La idea general es que esta enfermedad afecta solo a las personas que corren un gran riesgo de contraerla, pero hasta que sucedió esto siempre fui muy activo y saludable. Casi nunca me resfriaba, pero esto se apoderó de mis pulmones como un tornado. Le puede suceder a cualquiera. No dejen de usar mascarilla.

Judith Hunt, 80 años, ciudad de Nueva York

“Esto no es una gripe. Esto es algo que quiere matarte”.

El 7 de julio, cuando me sacaron en silla de ruedas del Mount Sinai Morningside Hospital de la ciudad de Nueva York, fue la primera vez que me daban de alta de un hospital o un centro de rehabilitación en más de seis meses. Había estado internada allí a fines de enero porque tuve una caída y me fracturé la cadera y el fémur del lado derecho. Mientras estuve internada, los estudios revelaron que tenía un aneurisma aórtico y una pequeña obstrucción intestinal, y tuvieron que operarme por ambas cosas. Todavía estaba en el hospital recuperándome a fines de marzo cuando empecé a tener mucha temperatura y dificultad para respirar. El 23 de marzo me diagnosticaron COVID-19. Todavía no sabemos cómo me infecté.

Todos siempre me preguntan cómo fue esa experiencia. Pero mis recuerdos son bastante borrosos. Le dije a mi enfermera que estaba bien, solo para salir del baño tosiendo, jadeando y pidiendo “por favor, no me dejes morir” un día después. Cada respiro era pura agonía, y no sabía si sería capaz de volver a respirar. Recuerdo escuchar voces que decían “tenemos que conectarla a un respirador artificial” y pensar “¡qué suerte, no me tendré que preocupar por respirar antes de quedarme dormida!”. Cuando me desperté, pensé que me debían de haber conectado al respirador, que era necesario pero horrible. No podía escuchar ni hablar y me sentía como una tortuga boca arriba de cara al sol ardiente. Las veces que tuve suficiente fuerza como para forzar la voz, sonaba como un robot.

El 9 de abril, la UCI se quedó sin espacio y me enviaron a un hogar de ancianos. En el Mount Sinai, todos los médicos, enfermeras, auxiliares de enfermería y personal de limpieza fueron las criaturas más maravillosas que Dios ha creado. Recibí una atención realmente excelente, y no me podrían haber tratado mejor aunque hubiera sido una reina. Nunca me sentí como una paciente más en la cama número 17. Una de las enfermeras me hablaba y me decía que recordara momentos más felices, como mis viajes, para pensar en otra cosa. Pero estar en el hogar de ancianos fue raro. Las personas llegaban a mi puerta y yo intentaba hacerles señas para que pasaran porque no podía hablar por estar conectada al respirador, pero se daban vuelta y se marchaban apuradas. Más tarde ese mes, tuve insuficiencia renal y me enviaron de nuevo al hospital, donde luego tuve septicemia. Era un golpe tras otro, sin cesar. Cuando me enviaron otra vez a la UCI, todo el personal me recibió con aplausos.

(Entradas guardadas)
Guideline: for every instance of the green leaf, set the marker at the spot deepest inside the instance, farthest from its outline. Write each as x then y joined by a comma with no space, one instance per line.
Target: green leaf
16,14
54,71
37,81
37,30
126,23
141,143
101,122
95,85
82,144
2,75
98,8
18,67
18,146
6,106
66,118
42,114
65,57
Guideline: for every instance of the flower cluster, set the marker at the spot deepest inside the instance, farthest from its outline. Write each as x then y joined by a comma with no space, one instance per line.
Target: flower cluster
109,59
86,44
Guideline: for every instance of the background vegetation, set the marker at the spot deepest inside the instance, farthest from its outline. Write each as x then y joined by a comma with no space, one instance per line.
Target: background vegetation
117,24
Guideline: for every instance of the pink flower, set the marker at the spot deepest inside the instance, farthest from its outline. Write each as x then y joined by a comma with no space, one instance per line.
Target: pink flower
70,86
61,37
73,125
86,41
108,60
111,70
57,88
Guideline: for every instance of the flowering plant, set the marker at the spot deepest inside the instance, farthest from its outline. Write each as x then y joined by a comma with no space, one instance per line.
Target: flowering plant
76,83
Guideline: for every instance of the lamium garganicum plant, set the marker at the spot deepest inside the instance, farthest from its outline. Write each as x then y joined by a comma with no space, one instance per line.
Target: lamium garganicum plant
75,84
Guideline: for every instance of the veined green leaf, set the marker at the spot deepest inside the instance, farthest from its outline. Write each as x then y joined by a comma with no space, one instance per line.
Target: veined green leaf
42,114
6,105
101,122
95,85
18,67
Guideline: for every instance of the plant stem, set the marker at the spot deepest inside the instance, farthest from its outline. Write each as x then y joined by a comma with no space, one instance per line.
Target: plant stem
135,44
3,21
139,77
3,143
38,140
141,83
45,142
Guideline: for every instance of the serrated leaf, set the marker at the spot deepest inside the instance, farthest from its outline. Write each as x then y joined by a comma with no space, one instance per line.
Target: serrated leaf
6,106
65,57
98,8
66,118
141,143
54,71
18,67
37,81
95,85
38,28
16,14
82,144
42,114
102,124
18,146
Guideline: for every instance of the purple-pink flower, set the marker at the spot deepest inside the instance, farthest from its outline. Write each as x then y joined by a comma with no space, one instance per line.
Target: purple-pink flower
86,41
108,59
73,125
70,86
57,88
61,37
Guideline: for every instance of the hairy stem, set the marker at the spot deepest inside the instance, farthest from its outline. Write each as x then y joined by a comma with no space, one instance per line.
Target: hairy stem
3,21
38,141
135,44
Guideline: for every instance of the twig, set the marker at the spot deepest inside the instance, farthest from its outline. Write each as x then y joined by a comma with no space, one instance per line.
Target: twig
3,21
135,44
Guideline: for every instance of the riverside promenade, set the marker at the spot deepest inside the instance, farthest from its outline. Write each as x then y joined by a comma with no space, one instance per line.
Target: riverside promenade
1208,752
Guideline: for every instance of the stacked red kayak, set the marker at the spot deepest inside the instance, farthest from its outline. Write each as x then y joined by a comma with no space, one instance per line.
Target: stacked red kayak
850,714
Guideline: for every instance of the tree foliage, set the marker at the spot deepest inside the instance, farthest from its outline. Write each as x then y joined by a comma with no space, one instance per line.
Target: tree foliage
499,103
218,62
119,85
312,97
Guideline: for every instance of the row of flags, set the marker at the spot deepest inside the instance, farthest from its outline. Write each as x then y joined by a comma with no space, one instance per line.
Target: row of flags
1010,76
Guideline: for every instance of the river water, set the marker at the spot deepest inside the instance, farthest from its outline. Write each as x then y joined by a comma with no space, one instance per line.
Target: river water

### Instrucciones
1. Indique si cada una de las siguientes afirmaciones concuerda con el extracto, respondiendo sí o no y citando las palabras decisivas: (a) la internación de fines de enero se debió a una caída con fractura de cadera y fémur; (b) el diagnóstico de COVID-19 se produjo el 9 de abril; (c) al volver a la UCI, el personal la recibió con aplausos.
2. Actualice el fragmento del extracto que empieza con las palabras "Todos siempre me" y termina después de "como un robot.", reemplazando "una tortuga" por "un escarabajo".

### Soluciones propuestas
1. (a) Sí: «tuve una caída y me fracturé la cadera y el fémur del lado derecho». (b) No: «El 23 de marzo me diagnosticaron COVID-19». (c) Sí: «todo el personal me recibió con aplausos».

2.
Todos siempre me preguntan cómo fue esa experiencia. Pero mis recuerdos son bastante borrosos. Le dije a mi enfermera que estaba bien, solo para salir del baño tosiendo, jadeando y pidiendo “por favor, no me dejes morir” un día después. Cada respiro era pura agonía, y no sabía si sería capaz de volver a respirar. Recuerdo escuchar voces que decían “tenemos que conectarla a un respirador artificial” y pensar “¡qué suerte, no me tendré que preocupar por respirar antes de quedarme dormida!”. Cuando me desperté, pensé que me debían de haber conectado al respirador, que era necesario pero horrible. No podía escuchar ni hablar y me sentía como un escarabajo boca arriba de cara al sol ardiente. Las veces que tuve suficiente fuerza como para forzar la voz, sonaba como un robot.